▶ Point-per-instance localization data
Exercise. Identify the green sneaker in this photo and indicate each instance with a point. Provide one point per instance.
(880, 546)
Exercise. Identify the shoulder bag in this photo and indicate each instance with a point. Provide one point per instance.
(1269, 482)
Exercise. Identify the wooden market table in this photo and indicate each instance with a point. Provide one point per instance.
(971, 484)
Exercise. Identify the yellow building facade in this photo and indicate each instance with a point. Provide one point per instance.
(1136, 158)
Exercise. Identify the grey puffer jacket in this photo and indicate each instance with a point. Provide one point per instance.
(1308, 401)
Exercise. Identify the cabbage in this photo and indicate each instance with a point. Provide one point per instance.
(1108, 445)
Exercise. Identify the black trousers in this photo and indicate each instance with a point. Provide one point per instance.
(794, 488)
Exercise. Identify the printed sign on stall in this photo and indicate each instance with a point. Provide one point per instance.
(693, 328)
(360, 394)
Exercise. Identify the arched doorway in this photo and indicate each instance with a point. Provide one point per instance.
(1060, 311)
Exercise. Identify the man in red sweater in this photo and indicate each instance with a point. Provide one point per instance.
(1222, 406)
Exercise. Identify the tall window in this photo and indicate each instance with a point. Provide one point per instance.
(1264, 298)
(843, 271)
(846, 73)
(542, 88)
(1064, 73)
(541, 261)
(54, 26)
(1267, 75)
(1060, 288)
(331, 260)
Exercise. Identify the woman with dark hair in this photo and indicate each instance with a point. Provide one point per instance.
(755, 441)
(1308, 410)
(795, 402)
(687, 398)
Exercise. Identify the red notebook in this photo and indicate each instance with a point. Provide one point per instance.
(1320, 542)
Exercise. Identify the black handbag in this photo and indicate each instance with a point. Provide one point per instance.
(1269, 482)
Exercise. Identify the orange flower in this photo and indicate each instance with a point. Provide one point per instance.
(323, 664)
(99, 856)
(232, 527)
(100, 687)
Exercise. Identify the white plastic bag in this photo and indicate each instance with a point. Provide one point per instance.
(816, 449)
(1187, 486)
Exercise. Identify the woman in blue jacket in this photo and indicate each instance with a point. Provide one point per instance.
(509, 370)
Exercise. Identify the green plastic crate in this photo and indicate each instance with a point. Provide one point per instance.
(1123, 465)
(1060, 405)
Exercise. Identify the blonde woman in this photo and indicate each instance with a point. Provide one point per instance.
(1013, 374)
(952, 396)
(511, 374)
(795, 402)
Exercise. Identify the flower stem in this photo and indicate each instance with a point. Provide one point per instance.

▶ TO DO
Extract exactly the lines between the line containing "Exercise. Identify the white" and the end of the data, including both.

▶ SOLVED EXERCISE
Exercise. Identify the white plastic bag in this photo and indicate each instance with a point. Provide one point per instance.
(816, 449)
(1187, 486)
Exercise. Identify the woman in blue jacket in this photo and indicate each instance with a point. Provide one point per instance.
(509, 370)
Exercise. Identify the green plastic crate in this photo and indicate each instance with a point. Provide one point per instance.
(1123, 465)
(1060, 405)
Exercise. Identify the blonde woman in this photo and indicate each instance with a point. Provide one point per instance.
(1013, 374)
(952, 396)
(511, 374)
(795, 402)
Exercise. Identify the flower stem in this photo and indicate each instance with a point. Provide one point per instance.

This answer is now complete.